* EXERCISE REQUIREMENTS
1. Please rewrite the film summary, everything from "So This Is Marriage" down to "Book of Samuel.", replacing "drama" with "romance".
2. In the film summary, which color process was used for the sequences showing David and Bathsheba?

* DOCUMENT EXTRACT
<<<<

So This Is Marriage is a lost 1924 American silent drama film directed by Hobart Henley. The film was originally released with sequences filmed in the Technicolor 2-color process that depicted the story of David and Bathsheba from the Book of Samuel.

Plot
As described in a review in a film magazine, after their engagement, where he dreams of wealth and power, a big house full of boys, and she of clothes, Peter Marsh (Nagel) marries Beth (Boardman) and their troubles begin. Beth is extravagant and Peter becomes irritated and they have frequent rows. Peter prospers in business yet has a hard time meeting their bills. Rankin (Cody), a connoisseur of women, sees Beth and frames-up an accident to her car so he can come to her assistance. Finally, he invites her to a dance and Peter, who has chided her regarding this acquaintance as he sees how Rankin is endeavoring to win his wife, orders her not to go. She goes anyway and they have a terrible row. Beth leaves and goes to Rankin who, finding that she still loves her husband, tells her the story of the woe that befell King David (Oland) and Bathsheba (Scott) because of their forbidden love. Beth sees the point and goes back to her husband and baby, while Rankin prepares for other conquests.

>>>>

* DATA ROWS

<<<<

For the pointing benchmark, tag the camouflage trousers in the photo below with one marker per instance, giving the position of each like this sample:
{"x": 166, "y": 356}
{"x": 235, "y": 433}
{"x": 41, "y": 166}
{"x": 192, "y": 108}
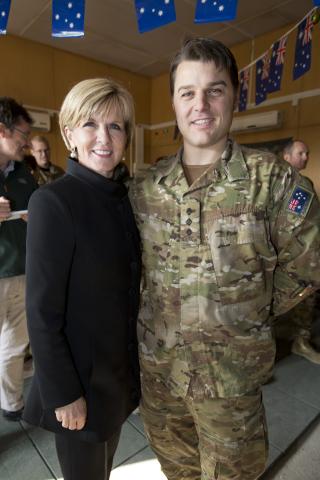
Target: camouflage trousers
{"x": 298, "y": 321}
{"x": 210, "y": 439}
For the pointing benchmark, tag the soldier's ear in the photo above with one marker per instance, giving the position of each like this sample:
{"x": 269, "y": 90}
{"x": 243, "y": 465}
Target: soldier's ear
{"x": 3, "y": 129}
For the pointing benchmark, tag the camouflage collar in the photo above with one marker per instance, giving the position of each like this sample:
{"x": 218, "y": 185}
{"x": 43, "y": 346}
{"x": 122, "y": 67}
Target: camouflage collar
{"x": 232, "y": 162}
{"x": 235, "y": 166}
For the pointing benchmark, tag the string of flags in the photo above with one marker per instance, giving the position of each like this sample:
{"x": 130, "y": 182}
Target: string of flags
{"x": 68, "y": 15}
{"x": 269, "y": 66}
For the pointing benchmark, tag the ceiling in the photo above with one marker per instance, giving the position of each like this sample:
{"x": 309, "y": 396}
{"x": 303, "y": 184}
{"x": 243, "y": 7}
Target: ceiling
{"x": 111, "y": 33}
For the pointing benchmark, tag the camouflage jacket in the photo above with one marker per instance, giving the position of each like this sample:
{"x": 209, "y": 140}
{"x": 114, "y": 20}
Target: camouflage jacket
{"x": 46, "y": 175}
{"x": 221, "y": 257}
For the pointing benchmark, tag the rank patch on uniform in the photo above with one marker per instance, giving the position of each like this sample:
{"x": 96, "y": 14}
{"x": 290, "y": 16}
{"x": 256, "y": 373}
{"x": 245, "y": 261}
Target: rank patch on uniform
{"x": 300, "y": 201}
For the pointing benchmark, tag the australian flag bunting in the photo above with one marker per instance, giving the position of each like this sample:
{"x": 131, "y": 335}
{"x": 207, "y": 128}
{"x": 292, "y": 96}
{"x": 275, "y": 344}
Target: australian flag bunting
{"x": 68, "y": 18}
{"x": 276, "y": 64}
{"x": 244, "y": 89}
{"x": 215, "y": 11}
{"x": 262, "y": 77}
{"x": 152, "y": 14}
{"x": 4, "y": 15}
{"x": 302, "y": 61}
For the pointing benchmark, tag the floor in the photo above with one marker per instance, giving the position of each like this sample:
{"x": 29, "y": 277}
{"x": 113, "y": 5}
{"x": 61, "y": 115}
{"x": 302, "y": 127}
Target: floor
{"x": 292, "y": 403}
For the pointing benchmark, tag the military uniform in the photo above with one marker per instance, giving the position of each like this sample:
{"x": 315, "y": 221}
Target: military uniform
{"x": 47, "y": 175}
{"x": 296, "y": 324}
{"x": 221, "y": 257}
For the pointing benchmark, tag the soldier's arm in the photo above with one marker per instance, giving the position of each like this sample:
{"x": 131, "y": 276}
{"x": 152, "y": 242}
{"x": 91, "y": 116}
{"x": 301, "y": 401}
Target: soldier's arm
{"x": 295, "y": 233}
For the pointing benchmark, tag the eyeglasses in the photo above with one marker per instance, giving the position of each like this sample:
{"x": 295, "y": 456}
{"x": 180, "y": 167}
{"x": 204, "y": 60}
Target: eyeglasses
{"x": 25, "y": 135}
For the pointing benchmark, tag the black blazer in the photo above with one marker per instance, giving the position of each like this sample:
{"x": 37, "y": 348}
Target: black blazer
{"x": 83, "y": 274}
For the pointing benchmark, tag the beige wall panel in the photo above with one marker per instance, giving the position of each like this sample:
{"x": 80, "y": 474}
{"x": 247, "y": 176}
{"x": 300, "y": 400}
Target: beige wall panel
{"x": 27, "y": 71}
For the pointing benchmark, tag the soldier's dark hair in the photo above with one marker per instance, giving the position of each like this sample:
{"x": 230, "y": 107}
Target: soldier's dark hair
{"x": 12, "y": 112}
{"x": 205, "y": 50}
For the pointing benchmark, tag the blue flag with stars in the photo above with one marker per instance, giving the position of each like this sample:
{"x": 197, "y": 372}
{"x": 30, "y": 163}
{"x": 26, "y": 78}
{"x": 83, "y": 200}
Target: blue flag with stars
{"x": 276, "y": 64}
{"x": 4, "y": 15}
{"x": 302, "y": 61}
{"x": 215, "y": 10}
{"x": 68, "y": 18}
{"x": 300, "y": 201}
{"x": 152, "y": 14}
{"x": 262, "y": 77}
{"x": 244, "y": 89}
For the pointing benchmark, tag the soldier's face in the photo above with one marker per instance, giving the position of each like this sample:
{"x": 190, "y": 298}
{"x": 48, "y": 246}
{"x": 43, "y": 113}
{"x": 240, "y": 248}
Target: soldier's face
{"x": 299, "y": 155}
{"x": 41, "y": 152}
{"x": 14, "y": 141}
{"x": 203, "y": 101}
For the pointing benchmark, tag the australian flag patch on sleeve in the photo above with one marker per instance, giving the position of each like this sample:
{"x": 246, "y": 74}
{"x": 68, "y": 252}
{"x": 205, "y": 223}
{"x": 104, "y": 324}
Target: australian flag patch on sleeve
{"x": 300, "y": 201}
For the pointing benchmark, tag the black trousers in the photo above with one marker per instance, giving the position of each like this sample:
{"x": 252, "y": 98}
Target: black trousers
{"x": 81, "y": 460}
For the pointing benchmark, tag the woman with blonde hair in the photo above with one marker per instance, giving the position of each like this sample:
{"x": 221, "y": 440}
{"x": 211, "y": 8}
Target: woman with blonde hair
{"x": 83, "y": 271}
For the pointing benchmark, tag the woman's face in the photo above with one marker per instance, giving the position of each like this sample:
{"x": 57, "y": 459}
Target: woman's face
{"x": 100, "y": 141}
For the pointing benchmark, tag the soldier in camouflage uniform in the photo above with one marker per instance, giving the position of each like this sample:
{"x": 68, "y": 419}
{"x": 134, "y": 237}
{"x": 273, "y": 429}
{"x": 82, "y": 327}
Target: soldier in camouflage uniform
{"x": 299, "y": 320}
{"x": 230, "y": 238}
{"x": 45, "y": 171}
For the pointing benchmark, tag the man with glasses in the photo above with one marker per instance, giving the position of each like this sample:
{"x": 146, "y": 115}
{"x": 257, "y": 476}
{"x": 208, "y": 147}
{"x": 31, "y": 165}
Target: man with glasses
{"x": 45, "y": 171}
{"x": 16, "y": 187}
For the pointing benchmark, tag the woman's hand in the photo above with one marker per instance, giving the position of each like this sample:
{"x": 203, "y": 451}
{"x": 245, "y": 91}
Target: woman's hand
{"x": 74, "y": 415}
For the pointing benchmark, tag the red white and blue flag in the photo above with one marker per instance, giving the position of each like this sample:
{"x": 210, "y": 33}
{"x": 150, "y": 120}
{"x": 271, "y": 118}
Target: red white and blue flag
{"x": 244, "y": 89}
{"x": 276, "y": 64}
{"x": 262, "y": 77}
{"x": 302, "y": 61}
{"x": 4, "y": 15}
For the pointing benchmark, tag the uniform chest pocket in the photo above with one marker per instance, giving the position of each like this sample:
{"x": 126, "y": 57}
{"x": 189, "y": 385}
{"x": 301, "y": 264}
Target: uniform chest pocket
{"x": 240, "y": 247}
{"x": 156, "y": 234}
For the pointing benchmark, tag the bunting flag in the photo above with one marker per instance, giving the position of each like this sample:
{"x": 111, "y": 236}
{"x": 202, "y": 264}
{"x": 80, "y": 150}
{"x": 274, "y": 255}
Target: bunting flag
{"x": 4, "y": 15}
{"x": 215, "y": 11}
{"x": 262, "y": 77}
{"x": 276, "y": 64}
{"x": 244, "y": 89}
{"x": 152, "y": 14}
{"x": 302, "y": 62}
{"x": 68, "y": 18}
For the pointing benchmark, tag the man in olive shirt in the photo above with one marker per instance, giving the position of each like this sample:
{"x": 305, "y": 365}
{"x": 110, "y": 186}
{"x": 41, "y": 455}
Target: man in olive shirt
{"x": 16, "y": 187}
{"x": 230, "y": 237}
{"x": 300, "y": 318}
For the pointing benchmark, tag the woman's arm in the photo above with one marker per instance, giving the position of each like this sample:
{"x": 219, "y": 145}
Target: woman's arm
{"x": 50, "y": 249}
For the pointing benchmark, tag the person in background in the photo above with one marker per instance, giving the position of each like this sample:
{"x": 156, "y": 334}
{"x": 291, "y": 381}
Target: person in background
{"x": 45, "y": 171}
{"x": 16, "y": 187}
{"x": 83, "y": 279}
{"x": 230, "y": 237}
{"x": 301, "y": 317}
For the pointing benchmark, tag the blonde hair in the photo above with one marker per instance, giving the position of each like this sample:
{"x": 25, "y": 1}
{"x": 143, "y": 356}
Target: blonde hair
{"x": 92, "y": 96}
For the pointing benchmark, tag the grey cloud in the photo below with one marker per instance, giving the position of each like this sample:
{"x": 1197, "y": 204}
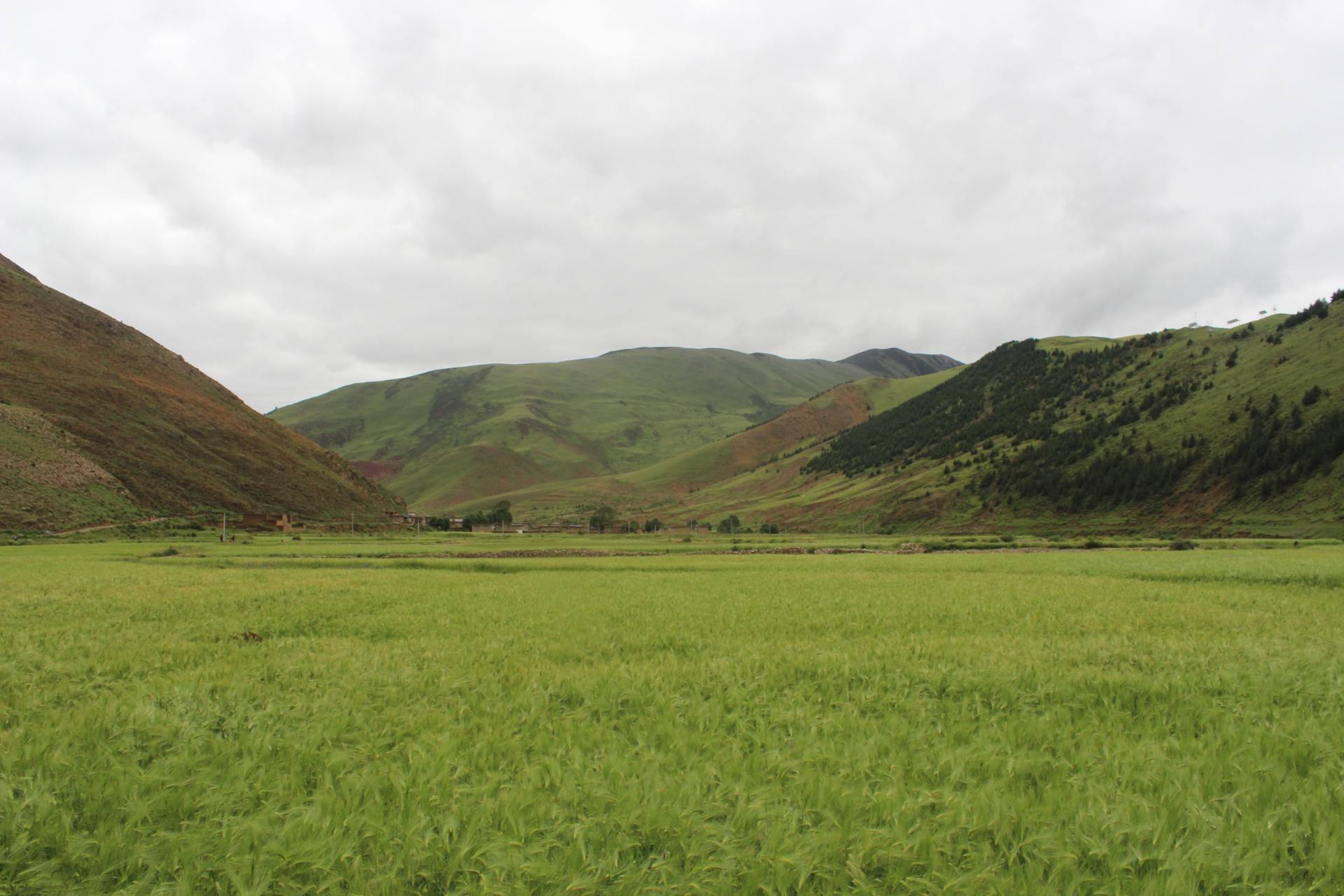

>>>>

* EXPECTED RESPONSES
1.
So This Is Marriage is a lost 1924 American silent romance film directed by Hobart Henley. The film was originally released with sequences filmed in the Technicolor 2-color process that depicted the story of David and Bathsheba from the Book of Samuel.

2. The Technicolor 2-color process.